====== RAW DATA ======
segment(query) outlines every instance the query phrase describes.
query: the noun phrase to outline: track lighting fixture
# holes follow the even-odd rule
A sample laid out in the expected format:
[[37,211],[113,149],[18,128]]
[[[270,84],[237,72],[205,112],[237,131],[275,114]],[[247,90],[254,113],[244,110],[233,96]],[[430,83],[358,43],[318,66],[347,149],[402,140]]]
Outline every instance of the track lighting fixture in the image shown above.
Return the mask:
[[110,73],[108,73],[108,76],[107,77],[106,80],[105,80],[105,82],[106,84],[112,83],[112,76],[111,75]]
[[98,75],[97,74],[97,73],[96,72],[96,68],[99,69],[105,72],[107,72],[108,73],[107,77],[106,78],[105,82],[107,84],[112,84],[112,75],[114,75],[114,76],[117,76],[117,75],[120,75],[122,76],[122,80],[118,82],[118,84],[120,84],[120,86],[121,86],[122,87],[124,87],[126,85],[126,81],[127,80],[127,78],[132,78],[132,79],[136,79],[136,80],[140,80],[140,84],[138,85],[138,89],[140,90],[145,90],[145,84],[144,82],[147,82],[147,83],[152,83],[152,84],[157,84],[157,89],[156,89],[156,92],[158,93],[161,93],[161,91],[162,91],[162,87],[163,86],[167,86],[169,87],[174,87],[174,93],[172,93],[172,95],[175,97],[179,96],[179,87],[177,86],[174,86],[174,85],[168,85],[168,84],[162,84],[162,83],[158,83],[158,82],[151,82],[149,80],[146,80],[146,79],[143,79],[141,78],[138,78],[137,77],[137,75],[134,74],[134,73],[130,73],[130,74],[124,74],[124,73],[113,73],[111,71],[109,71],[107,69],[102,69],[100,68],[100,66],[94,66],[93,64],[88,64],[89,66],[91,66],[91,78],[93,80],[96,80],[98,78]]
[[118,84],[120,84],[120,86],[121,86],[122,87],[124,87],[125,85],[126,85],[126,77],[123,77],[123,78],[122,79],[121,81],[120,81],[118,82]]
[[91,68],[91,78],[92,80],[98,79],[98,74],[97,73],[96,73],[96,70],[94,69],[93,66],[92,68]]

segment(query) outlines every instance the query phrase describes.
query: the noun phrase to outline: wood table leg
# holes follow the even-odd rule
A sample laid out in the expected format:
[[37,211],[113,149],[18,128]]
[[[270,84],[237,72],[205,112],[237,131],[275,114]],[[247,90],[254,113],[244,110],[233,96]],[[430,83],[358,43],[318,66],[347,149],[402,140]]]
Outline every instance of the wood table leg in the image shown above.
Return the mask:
======
====== RAW DATA ======
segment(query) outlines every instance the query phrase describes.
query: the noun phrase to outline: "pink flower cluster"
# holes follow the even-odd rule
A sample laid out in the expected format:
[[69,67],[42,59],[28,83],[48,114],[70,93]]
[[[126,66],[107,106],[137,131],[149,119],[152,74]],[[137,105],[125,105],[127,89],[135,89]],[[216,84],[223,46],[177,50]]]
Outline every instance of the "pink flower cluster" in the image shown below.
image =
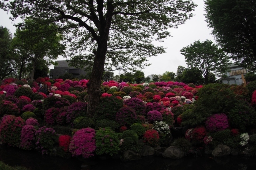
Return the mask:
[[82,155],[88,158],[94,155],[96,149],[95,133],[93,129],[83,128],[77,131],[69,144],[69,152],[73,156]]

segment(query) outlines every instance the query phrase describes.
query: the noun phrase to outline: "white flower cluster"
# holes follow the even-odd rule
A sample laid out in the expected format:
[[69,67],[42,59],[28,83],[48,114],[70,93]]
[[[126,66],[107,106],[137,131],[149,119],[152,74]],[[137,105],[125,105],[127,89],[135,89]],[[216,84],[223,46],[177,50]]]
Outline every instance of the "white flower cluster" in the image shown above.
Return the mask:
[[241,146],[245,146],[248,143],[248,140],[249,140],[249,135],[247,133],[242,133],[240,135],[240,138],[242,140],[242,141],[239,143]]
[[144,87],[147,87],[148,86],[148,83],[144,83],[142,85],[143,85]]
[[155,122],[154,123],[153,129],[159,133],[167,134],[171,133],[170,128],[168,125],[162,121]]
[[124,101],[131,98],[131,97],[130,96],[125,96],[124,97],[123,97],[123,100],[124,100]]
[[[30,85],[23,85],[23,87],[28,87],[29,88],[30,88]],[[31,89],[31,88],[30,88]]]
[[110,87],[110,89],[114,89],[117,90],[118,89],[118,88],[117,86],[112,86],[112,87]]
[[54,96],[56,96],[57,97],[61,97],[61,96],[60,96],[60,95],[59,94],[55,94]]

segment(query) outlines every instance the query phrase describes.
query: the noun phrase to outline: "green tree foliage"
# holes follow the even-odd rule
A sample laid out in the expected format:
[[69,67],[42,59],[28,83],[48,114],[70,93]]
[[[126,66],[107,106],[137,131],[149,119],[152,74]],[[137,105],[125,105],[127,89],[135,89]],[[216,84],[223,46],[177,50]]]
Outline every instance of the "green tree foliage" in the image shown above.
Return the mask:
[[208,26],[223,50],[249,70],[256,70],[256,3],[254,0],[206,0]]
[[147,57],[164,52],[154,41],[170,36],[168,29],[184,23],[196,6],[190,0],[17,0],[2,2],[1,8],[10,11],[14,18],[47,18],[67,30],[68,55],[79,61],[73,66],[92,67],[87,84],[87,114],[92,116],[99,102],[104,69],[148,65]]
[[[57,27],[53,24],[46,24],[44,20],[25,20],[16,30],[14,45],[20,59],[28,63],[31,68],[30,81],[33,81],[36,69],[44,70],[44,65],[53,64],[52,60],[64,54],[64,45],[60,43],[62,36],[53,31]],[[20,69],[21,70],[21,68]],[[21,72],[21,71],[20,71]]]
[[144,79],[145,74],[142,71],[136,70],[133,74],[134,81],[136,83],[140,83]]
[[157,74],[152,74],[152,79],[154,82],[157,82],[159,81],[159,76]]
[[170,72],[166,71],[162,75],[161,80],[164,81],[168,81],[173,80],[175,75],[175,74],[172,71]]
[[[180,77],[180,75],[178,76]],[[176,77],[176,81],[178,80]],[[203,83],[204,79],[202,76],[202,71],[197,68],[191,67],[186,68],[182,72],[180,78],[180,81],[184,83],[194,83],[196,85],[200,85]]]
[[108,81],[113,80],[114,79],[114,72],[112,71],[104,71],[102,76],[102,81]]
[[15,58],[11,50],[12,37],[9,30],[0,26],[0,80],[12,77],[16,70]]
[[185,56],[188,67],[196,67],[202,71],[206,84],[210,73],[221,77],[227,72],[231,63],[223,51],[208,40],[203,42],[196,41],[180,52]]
======
• **PROBLEM TO WORK ON**: Which lines in the records above contain the word "green"? Select each of them and copy it.

• **COMPLETED TASK**:
query: the noun phrase to outline: "green tree foliage"
Outline every instance of the "green tree foliage" in the image shown above.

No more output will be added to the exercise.